Saturday, December 6, 2014

Nightwing, Volume 5: Setting Son

  DC closes the books on Nightwing, with NIGHTWING, VOLUME 5: SETTING SON........

  As a reader, this was a decent collection of short, unrelated stories. Viewed as a collected edition, it's kind of an unfocused mess. It's hard to blame writer Kyle Higgins, who is clearly not "Writing for the trade"....this Volume collects NIGHTWING #'s 25-30 and Annual #1, and doesn't tell a unified story, which modern trade-waiters generally expect...His storytelling reminds me of AMAZING SPIDER-MAN when I was growing up in the '70's: One or two issue arcs with continuing plotlines coming and going in the background. Which is not necessarily a bad thing...just an unusual one in this day and age. I was quite taken with this volume, despite it's scattershot nature. My main interest in reading this book was to see Nightwing's side of the hideously bad FOREVER EVIL crossover, which changed Nightwing's status quo by having him ridiculously outed as Dick Grayson on national TV by The Crime Syndicate. None of that is really addressed in this book. (More on that later.....)
--*--
OBJECTIVE A:
List every comic title that the Nightwing review prints in capital letters.
OBJECTIVE B:
Continue the review of Nightwing, Volume 5: Setting Son from its final sentence.

SUPPLIED MATERIAL:
--*--
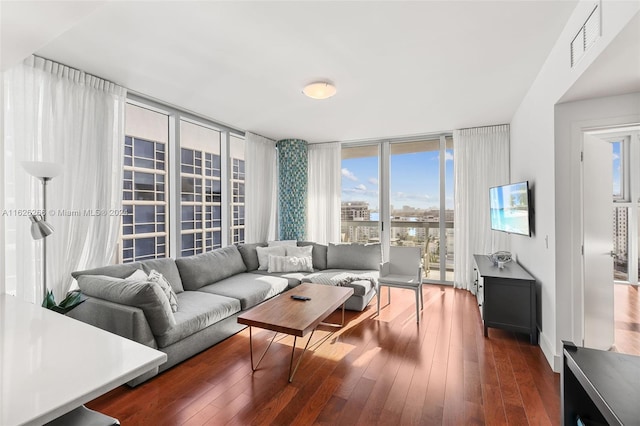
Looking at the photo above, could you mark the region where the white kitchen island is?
--*--
RIGHT ANSWER A:
- NIGHTWING, VOLUME 5: SETTING SON
- NIGHTWING (#'s 25-30 and Annual #1)
- AMAZING SPIDER-MAN
- FOREVER EVIL

RIGHT ANSWER B:
 Readers who don't keep up with all of DC's endless fucking crossovers will be left scratching their heads by the opening chapter, which ties in with Batman's ZERO YEAR event, and finds a young Dick Grayson trapped in the blacked-out Gotham City on the run from Amygdala. This is a light, inconsequential story that was fun to read, but only hammers home one of my nagging complaints about "The New 52" continuity....It's basically six years old, and in that time, Bruce Wayne has burned through three Robins (Dick Grayson, Jason Todd, and Damian Wayne), seen Grayson become Nightwing, Jason Todd die and return as The Red Hood, he conceived Damian, who was born, aged to around 10-12 years somehow, became Robin, was killed, and is now about to come back, Tim Drake was in the somewhere that I'm not at all clear about, Bruce himself had his back broken, recovered, died, came back, started Batman, Incorporated, closed it down......That's a crazy busy six years. I can't quite swallow that, and the more they shove that in my face, the more it sticks in my craw.

 Anyway, this is followed by a multi-part team-up with Batgirl, which seems ready to move their stalled relationship forward, but ends right where it began. A good read, but nothing of any consequence.

 From there. Dick moves to Chicago, where he has a series of adventures that are, again, fun to read, but somewhat disconnected.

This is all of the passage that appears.